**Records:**
—————

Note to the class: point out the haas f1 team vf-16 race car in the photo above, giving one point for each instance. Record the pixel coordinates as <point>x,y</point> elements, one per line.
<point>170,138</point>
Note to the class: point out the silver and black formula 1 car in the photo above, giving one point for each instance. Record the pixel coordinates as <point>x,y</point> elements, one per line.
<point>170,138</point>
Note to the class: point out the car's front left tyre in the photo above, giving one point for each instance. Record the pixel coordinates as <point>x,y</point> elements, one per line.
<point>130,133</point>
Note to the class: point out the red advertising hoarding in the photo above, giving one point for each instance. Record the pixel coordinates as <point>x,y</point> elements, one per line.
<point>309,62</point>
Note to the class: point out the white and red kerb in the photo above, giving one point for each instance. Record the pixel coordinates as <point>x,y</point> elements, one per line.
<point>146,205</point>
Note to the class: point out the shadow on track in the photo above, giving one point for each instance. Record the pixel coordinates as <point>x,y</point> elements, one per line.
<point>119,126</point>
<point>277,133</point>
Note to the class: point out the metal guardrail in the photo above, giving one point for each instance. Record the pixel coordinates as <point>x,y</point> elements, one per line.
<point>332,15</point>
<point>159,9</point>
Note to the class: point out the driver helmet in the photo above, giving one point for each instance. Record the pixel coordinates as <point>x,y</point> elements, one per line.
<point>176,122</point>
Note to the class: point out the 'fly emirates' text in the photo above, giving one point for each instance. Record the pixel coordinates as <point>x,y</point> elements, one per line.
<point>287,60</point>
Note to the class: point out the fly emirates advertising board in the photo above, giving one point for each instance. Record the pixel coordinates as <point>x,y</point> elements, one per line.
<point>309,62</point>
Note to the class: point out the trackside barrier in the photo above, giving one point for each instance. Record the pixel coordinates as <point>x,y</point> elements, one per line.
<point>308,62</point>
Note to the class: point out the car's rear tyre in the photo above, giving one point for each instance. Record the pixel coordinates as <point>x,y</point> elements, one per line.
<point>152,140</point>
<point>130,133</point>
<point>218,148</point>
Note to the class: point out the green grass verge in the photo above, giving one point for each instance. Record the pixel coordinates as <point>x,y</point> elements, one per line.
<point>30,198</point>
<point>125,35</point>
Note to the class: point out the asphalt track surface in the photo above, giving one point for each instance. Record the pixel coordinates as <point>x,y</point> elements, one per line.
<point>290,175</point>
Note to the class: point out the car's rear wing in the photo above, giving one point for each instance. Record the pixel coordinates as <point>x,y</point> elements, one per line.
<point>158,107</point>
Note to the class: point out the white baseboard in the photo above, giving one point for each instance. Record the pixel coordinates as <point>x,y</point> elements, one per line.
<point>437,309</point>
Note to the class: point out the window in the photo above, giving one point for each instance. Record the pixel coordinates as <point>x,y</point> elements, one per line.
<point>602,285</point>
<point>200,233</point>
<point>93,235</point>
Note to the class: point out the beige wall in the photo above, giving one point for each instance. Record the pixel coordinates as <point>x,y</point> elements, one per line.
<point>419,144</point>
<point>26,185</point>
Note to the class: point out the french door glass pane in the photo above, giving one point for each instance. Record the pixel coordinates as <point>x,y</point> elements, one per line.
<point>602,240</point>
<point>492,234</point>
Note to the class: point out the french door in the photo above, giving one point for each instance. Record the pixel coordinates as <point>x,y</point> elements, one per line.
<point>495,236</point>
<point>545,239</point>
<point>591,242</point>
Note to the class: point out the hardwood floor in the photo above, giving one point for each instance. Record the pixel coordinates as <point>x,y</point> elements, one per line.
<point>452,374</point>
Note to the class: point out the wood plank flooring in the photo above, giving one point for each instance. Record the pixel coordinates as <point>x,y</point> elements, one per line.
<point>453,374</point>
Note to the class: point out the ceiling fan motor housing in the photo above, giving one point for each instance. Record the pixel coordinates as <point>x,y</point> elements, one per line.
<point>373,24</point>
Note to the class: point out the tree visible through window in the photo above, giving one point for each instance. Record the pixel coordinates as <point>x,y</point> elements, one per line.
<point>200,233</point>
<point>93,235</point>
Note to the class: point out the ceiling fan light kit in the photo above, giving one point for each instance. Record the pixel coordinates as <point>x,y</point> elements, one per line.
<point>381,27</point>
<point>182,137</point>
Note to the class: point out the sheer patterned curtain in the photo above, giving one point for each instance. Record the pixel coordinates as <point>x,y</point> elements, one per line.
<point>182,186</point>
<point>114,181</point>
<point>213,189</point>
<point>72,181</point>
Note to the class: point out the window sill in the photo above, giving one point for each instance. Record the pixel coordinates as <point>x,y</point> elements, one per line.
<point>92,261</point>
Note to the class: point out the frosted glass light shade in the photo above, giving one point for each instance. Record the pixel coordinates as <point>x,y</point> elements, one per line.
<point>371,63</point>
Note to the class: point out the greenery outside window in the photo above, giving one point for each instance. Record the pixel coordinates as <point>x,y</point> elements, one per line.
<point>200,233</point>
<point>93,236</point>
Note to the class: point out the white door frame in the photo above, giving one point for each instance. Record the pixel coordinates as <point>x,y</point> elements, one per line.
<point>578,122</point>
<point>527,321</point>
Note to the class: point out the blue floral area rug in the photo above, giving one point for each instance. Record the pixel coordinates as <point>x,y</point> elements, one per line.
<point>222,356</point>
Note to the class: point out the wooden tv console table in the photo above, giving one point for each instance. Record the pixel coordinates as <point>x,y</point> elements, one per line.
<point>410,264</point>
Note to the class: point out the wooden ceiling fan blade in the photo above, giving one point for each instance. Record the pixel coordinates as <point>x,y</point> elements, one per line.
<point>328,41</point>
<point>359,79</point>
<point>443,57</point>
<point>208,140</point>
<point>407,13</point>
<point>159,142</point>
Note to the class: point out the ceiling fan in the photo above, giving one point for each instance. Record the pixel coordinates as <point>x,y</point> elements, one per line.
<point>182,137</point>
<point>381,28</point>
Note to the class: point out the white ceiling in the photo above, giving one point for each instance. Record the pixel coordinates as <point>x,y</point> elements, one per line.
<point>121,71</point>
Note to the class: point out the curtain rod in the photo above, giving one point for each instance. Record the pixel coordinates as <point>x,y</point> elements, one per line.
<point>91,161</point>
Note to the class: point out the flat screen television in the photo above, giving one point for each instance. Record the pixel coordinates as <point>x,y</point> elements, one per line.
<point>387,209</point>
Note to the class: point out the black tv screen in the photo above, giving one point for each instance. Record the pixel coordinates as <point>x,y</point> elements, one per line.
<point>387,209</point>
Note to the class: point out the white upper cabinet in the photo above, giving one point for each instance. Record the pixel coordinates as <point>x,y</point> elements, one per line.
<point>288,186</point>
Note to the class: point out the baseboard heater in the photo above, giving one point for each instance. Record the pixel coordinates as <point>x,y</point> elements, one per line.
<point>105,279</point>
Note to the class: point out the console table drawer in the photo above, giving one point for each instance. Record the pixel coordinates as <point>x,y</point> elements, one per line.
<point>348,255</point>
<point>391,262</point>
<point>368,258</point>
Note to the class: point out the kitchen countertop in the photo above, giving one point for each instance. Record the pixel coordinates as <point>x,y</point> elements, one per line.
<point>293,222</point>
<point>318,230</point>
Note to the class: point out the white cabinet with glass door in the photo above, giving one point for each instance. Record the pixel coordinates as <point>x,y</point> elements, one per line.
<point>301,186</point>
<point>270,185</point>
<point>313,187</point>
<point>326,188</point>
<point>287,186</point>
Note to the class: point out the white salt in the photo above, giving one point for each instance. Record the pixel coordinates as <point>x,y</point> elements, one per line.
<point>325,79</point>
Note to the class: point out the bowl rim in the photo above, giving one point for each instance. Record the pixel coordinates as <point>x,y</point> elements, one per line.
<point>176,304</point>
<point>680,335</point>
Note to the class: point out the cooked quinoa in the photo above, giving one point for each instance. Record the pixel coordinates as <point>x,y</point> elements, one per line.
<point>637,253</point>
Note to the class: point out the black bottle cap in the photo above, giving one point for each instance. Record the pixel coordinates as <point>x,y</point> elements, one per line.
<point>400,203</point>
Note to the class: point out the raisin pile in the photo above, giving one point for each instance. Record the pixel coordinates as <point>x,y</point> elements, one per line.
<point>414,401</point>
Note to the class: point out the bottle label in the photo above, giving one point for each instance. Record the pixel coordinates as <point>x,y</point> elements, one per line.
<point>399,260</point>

—————

**To be done:**
Rewrite the records above from the line with "Note to the class: point out the bowl" up to and including the line with "<point>400,203</point>", keeping the wording of every line. Offset each x and y coordinate in them by -108.

**Task response:**
Note to the class: point out the bowl rim in the photo above, giving one point for each instance. Record the pixel coordinates as <point>x,y</point> elements, one per line.
<point>68,196</point>
<point>572,227</point>
Note to the class: point out the cooked quinoa in the photo above, giving one point for each instance. Record the pixel coordinates as <point>x,y</point> elements, one per line.
<point>529,145</point>
Note to the class: point out the black bottle cap in the photo above, giving one point for each instance. Record the pixel coordinates as <point>x,y</point> elements, one per line.
<point>292,95</point>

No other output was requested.